#### PROMPT
Copy out every line of the data below that contains the word "yellow", matching case exactly.

******************************

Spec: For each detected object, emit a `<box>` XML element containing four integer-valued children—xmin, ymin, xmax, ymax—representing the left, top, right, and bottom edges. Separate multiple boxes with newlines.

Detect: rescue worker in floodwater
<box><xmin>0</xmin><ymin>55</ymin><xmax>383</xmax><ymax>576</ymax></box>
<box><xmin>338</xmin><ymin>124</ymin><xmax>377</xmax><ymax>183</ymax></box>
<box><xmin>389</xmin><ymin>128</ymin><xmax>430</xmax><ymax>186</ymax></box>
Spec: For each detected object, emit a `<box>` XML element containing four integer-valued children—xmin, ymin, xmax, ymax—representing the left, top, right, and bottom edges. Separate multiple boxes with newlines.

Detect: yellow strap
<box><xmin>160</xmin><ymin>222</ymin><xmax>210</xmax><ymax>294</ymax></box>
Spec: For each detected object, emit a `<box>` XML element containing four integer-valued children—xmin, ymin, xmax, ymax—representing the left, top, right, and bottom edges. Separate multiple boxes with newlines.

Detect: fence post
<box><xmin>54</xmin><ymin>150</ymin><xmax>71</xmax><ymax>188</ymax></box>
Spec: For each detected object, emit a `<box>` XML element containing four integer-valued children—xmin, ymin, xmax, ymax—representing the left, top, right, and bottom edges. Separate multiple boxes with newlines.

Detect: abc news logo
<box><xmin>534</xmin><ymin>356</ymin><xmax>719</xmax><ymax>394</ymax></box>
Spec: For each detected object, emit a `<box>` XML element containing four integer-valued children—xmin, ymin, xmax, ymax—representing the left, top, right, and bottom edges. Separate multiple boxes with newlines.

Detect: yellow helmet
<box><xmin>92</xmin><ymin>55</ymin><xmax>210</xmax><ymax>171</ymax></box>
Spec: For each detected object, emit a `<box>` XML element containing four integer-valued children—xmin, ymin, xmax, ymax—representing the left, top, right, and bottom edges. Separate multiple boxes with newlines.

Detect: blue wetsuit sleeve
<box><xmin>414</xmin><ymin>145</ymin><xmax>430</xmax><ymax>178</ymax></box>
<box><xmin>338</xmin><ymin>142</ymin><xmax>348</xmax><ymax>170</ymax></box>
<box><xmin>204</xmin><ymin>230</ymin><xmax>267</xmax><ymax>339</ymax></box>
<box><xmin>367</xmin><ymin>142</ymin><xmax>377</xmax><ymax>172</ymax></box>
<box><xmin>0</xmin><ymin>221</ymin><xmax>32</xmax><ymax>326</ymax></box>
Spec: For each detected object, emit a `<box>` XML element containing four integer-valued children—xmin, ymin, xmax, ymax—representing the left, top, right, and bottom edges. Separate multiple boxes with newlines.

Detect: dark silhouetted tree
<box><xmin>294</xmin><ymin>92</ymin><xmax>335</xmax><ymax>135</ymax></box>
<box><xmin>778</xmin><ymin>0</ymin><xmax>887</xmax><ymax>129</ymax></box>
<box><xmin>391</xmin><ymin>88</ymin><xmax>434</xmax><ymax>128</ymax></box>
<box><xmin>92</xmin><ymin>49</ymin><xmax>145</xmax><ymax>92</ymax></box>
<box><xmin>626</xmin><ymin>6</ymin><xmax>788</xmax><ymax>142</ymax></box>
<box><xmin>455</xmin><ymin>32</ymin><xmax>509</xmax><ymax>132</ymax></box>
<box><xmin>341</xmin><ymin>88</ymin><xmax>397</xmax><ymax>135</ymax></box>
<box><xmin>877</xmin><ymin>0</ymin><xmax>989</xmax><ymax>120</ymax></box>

******************************

#### WRITTEN ANSWER
Detect: yellow strap
Detect: yellow helmet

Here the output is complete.